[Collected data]
# # # # #
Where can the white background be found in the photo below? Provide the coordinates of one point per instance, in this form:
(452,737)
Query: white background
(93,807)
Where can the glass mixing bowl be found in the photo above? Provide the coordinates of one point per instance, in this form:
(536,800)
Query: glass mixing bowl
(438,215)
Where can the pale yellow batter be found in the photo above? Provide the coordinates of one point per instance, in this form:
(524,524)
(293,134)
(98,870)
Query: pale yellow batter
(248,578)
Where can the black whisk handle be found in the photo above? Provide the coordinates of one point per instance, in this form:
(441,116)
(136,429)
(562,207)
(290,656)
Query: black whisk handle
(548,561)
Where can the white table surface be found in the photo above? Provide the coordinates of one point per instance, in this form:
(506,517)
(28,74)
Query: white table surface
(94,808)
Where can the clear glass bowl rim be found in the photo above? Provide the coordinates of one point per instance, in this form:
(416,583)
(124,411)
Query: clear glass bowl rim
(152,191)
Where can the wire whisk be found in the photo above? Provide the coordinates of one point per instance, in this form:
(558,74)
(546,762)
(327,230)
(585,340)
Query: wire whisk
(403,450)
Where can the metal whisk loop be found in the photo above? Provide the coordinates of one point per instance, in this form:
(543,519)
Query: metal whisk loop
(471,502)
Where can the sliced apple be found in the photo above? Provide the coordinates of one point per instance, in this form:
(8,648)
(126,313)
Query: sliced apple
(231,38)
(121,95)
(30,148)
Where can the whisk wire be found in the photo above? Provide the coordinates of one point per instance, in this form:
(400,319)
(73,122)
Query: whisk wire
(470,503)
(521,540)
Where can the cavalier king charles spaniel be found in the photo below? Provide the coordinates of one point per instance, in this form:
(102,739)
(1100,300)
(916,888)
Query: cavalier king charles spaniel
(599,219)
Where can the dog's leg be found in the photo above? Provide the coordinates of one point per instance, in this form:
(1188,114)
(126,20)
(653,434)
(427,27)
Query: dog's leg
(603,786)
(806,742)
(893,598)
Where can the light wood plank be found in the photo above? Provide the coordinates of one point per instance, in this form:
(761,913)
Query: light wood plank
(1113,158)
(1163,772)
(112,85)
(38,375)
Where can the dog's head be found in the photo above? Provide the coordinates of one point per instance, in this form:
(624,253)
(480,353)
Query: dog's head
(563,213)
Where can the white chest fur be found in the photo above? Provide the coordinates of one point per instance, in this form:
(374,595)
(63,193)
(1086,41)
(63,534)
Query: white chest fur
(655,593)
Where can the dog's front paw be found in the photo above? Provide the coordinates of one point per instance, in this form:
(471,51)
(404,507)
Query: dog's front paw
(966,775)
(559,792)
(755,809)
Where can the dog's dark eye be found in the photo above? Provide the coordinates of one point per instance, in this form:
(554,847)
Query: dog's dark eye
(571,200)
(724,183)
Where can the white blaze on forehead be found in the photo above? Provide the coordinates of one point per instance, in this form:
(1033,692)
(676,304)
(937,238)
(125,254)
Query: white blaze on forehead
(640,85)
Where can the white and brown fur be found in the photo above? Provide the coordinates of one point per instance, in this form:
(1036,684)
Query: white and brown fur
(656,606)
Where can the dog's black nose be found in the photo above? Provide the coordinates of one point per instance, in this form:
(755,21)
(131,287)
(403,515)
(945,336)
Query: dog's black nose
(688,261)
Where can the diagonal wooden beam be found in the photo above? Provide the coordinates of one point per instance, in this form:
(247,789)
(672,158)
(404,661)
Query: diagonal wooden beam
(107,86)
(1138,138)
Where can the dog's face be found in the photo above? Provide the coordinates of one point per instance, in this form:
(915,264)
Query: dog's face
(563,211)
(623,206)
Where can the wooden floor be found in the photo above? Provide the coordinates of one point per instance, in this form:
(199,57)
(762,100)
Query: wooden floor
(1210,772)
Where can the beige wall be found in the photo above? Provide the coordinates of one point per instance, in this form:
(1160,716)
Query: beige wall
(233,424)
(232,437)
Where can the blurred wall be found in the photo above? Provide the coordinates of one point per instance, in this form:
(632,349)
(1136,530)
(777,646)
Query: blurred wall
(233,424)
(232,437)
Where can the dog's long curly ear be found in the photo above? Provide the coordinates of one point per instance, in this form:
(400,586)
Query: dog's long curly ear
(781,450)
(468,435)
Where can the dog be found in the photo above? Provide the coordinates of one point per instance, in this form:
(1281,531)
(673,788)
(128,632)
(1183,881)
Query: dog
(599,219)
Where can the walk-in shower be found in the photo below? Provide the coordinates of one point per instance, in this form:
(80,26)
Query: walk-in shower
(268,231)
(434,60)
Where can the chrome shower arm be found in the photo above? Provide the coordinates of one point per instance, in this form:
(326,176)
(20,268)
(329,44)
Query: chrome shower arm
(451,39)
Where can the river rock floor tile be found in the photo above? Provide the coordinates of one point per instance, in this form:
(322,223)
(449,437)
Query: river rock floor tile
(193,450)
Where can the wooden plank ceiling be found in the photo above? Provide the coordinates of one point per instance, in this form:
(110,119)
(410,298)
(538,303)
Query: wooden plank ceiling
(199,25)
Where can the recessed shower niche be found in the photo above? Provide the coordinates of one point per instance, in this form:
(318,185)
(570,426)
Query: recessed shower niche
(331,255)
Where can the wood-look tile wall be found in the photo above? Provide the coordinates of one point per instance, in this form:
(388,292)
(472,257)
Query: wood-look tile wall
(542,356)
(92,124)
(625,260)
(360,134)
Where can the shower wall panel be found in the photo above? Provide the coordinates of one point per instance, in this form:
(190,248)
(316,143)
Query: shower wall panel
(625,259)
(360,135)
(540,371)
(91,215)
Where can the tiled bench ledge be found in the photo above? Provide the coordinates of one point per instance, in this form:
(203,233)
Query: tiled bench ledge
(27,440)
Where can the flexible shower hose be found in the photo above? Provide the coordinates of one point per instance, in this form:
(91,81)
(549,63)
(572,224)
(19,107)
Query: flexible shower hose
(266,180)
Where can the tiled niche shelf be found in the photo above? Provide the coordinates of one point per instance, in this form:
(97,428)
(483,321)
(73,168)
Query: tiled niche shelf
# # # # #
### WHAT YOU NEED TO DO:
Return all of the data exactly as it reads.

### SOLUTION:
Where can the white background be found in the photo below? Provide the coordinates of one point per instance, in this form:
(452,737)
Query: white background
(93,807)
Where can the glass mixing bowl be found in the photo above? Provide the coordinates of one point per instance, in this form:
(536,800)
Query: glass mixing bowl
(438,215)
Where can the pale yellow batter be found in the photo above? Provide the coordinates of one point per instance, in this form:
(524,524)
(293,134)
(98,870)
Query: pale yellow batter
(248,578)
Where can the black whisk handle be found in the photo above? Provide the coordinates of one point per instance, in this form:
(441,116)
(136,429)
(562,207)
(290,656)
Query: black whisk handle
(548,561)
Where can the white table surface be found in the photo above? Provide the coordinates of one point per instance, in this form:
(506,517)
(28,74)
Query: white table surface
(94,808)
Where can the clear glass bowl rim be found in the photo above? Provide the coordinates of one point per instance, in this form:
(416,583)
(124,411)
Query: clear glass bowl rim
(152,191)
Where can the wire whisk be found in the photo above? Provide the coordinates of one point per instance, in this form:
(558,74)
(546,762)
(327,230)
(585,340)
Query: wire whisk
(403,450)
Where can the metal whisk loop be found in the photo above? Provide the coordinates of one point per instance, in this form:
(543,519)
Query: metal whisk loop
(471,502)
Where can the sliced apple be found in the photo above? Provide the coordinates of one point per instance, in this form:
(8,648)
(126,313)
Query: sliced apple
(231,38)
(121,95)
(30,148)
Where can the whisk wire be found in the photo above? Provide the coordinates of one point per instance, in this form:
(400,319)
(73,122)
Query: whisk wire
(470,503)
(521,540)
Where can the cavalier king charles spaniel be found in the photo below? Provide the coordinates of one point per instance, in this form:
(102,739)
(1100,300)
(916,888)
Query: cavalier king charles spaniel
(599,219)
Where can the dog's leg be found in the photo above? Provide the coordinates of one point per instance, in this form:
(1188,114)
(126,20)
(653,434)
(427,27)
Query: dog's leg
(603,786)
(806,742)
(893,598)
Where can the light wood plank be found in the photo above? Provide the coordinates of one point per instance, in this form:
(761,913)
Query: light wood plank
(1113,158)
(1163,772)
(112,85)
(38,375)
Where can the dog's head be found in the photo above? Provide the coordinates of one point per instance, in this form:
(624,253)
(480,353)
Query: dog's head
(563,213)
Where can the white chest fur be found in the photo above? Provide the coordinates of one point per instance, in this form:
(374,595)
(63,193)
(1086,41)
(63,534)
Query: white chest fur
(655,593)
Where can the dog's front paw be found in the photo above? Provide the coordinates of one point per instance, in this form:
(471,51)
(404,507)
Query: dog's front paw
(966,775)
(559,792)
(755,809)
Where can the dog's dark eye be found in the photo above? Provide the coordinates of one point per instance, in this form:
(554,847)
Query: dog's dark eye
(571,200)
(724,183)
Where can the white blaze on forehead be found in the photo above? Provide the coordinates of one point per instance, in this form:
(1033,692)
(676,304)
(937,238)
(125,254)
Query: white blaze on forehead
(640,85)
Where can the white and brown fur be found in the photo above? Provide the coordinates of one point per instance, in this form:
(1036,684)
Query: white and brown fur
(656,606)
Where can the dog's black nose be found in the photo above? Provide the coordinates of one point per instance, in this form:
(755,21)
(131,287)
(403,515)
(945,336)
Query: dog's black nose
(688,261)
Where can the diagonal wooden beam be found in the photo above? Provide the coordinates of one point per instance, in this form:
(247,789)
(672,158)
(404,661)
Query: diagonal wooden beam
(107,86)
(1138,138)
Where can the dog's face be found in the photo above? Provide the coordinates of one point per instance, in this form:
(915,264)
Query: dog's face
(563,211)
(623,206)
Where can the wooden floor be found in the photo above? Provide the coordinates of one point per instance, in this form:
(199,57)
(762,100)
Query: wooden floor
(1210,772)
Where can the beige wall be found in the photo above? Provide the coordinates of one point per instance, in this form:
(1160,716)
Query: beige wall
(233,424)
(232,437)
Where can the blurred wall be found in the photo above? Provide the coordinates of one point per instance, in this form:
(632,349)
(1136,530)
(777,646)
Query: blurred wall
(233,424)
(232,437)
Where can the dog's long curly ear be found in the photo above? Provide the coordinates of one point per instance, in this form:
(400,586)
Query: dog's long curly ear
(781,450)
(468,435)
Where can the dog be found in the photo above? Provide the coordinates of one point per instance, in this form:
(1281,531)
(673,788)
(128,632)
(1183,881)
Query: dog
(599,219)
Where can the walk-in shower be found in the photo below? Provide the coordinates of one point per instance, in this form:
(80,26)
Query: walk-in shower
(268,231)
(434,60)
Where can the chrome shower arm be found in the photo above? Provide the coordinates of one point per instance, in this form:
(326,176)
(20,268)
(329,44)
Query: chrome shower arm
(451,39)
Where can the river rock floor tile be found in the photo above? Provide the coordinates of one point per instance, in this form:
(322,223)
(449,437)
Query: river rock floor tile
(193,450)
Where can the wooden plank ceiling be found in the photo above? Provide the coordinates of one point per instance, in this form:
(110,119)
(410,298)
(538,303)
Query: wooden plank ceiling
(199,25)
Where can the recessed shower niche be found in the photo above? Provide the coordinates of one point per instance, in this form:
(318,185)
(570,426)
Query: recessed shower niche
(331,255)
Where can the wood-look tile wall be found in the photo above? Provide the coordinates of one point per instance, in this form:
(388,292)
(472,257)
Query: wood-look tile wall
(542,356)
(92,124)
(625,260)
(360,134)
Where can the shower wall panel be found in the photo above? Provide the coordinates of one point per instance, in this form:
(190,248)
(316,143)
Query: shower wall panel
(625,259)
(360,135)
(540,371)
(91,215)
Where can the tiled bench ledge be found in the photo above? Provide the coordinates of one point per instance, in this form:
(203,233)
Query: tiled bench ledge
(27,440)
Where can the flexible shower hose be found in the photo above? Provide the coordinates of one point per instance, in this form:
(91,81)
(549,63)
(572,224)
(19,107)
Query: flexible shower hose
(266,180)
Where can the tiled niche shelf be found in the photo above? Provide the coordinates of one point per instance, in this form:
(97,428)
(483,321)
(73,168)
Query: tiled niche shelf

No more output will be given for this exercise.